__Objective a__.
Could you arrange the listing that follows the text as a JSON list of strings, one string per line, with blank lines left out?

It is a paragraph composed with splendid economy by a wire reporter in his account of Sri Lanka's massacre of Kenya in Johannesburg.

Having described the ravaging of Kenya's bowlers by such as Mahela Jayawardene and Sanath Jayasuriya, he wrote: "They were outdone by Jehan Mubarak, who hit five sixes and three fours to reach 46 from a dozen balls. One more boundary would have broken Mohammad Ashraful's record for the fastest half-century, but he missed the final delivery of the innings completely."

Here, I believe, we have an impeccably accurate record of facts made utterly banal by their context.

Twenty20 is not cricket. It does not have growth, that sublime building of skill and concentration and timing which makes the Test game so ultimately intriguing – nor much of the declining, but sometimes still visible, fundamental qualities of the game which are offered down the food chain until, as in the crudest making of an omelette, the eggs are smashed in the version which is now having imposed upon it, in another money-grubbing lunge, the dignity of a world title.

In the process, cricket uses up its prime talent with the profligacy of a doomed punter chasing from one casino to another.

Sure, cricket is picking up a new audience with its catch-penny offerings, but maybe it should reflect on the fact that you can squeeze the cantaloupe only until the pips start squeaking. Novelties are fine, but then that's what they are: short-lived and best found not in a sport which has a great tradition, and no doubt a challenge to compete in the modern cornucopia of televised sport, but in some trinket shop at the end of a pier.

The point about the pummelling performance of Mubarak is that it ended in a stroke which would have brought sniggers on the average village green – and posed the question, how many times can you roar and gasp before subsiding into a shrug? I was once chastised on a TV show by Britain's top boxing promoter, Frank Warren, for a failure of enthusiasm for the way Prince Naseem Hamed was being promoted. Dry ice, jiggling entrances and dances over the prone figures of grossly inadequate opponents, might not gladden the hearts of the old fight crowd, but we all had to remember that boxing was looking for a new audience.

Yet we know that if boxing tomorrow produced a fight of genuine competition by two outstanding masters of their trade the world would be instantly fascinated. It remains as the great Muhammad Ali once said: "The whole world wants to know: who's gonna win, who's gonna win?"

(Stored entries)
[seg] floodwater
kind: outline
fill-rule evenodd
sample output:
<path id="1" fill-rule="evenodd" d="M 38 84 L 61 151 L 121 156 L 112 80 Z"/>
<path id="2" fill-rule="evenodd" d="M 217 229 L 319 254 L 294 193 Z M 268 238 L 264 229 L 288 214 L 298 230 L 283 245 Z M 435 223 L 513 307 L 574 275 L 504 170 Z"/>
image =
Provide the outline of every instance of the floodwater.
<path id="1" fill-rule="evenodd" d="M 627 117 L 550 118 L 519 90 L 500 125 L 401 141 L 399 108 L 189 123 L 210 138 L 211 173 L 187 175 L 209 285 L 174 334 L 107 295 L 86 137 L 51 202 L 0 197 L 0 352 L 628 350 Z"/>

__Objective b__.
In the cricket column, how many sixes and fours did Jehan Mubarak hit to reach 46?

__Task output a__.
[
  "[seg] floodwater",
  "kind: outline",
  "fill-rule evenodd",
  "sample output:",
  "<path id=\"1\" fill-rule=\"evenodd\" d=\"M 38 84 L 61 151 L 121 156 L 112 80 Z\"/>",
  "<path id=\"2\" fill-rule=\"evenodd\" d=\"M 217 229 L 319 254 L 294 193 Z M 268 238 L 264 229 L 288 214 L 298 230 L 283 245 Z M 435 223 L 513 307 L 574 275 L 504 170 Z\"/>",
  "image =",
  "Provide the outline of every instance of the floodwater.",
  "<path id=\"1\" fill-rule=\"evenodd\" d=\"M 627 117 L 550 118 L 519 90 L 500 125 L 401 141 L 399 108 L 189 123 L 210 138 L 211 173 L 187 175 L 209 285 L 174 334 L 107 295 L 86 137 L 51 202 L 0 197 L 0 352 L 628 350 Z\"/>"
]

__Task output b__.
Five sixes and three fours.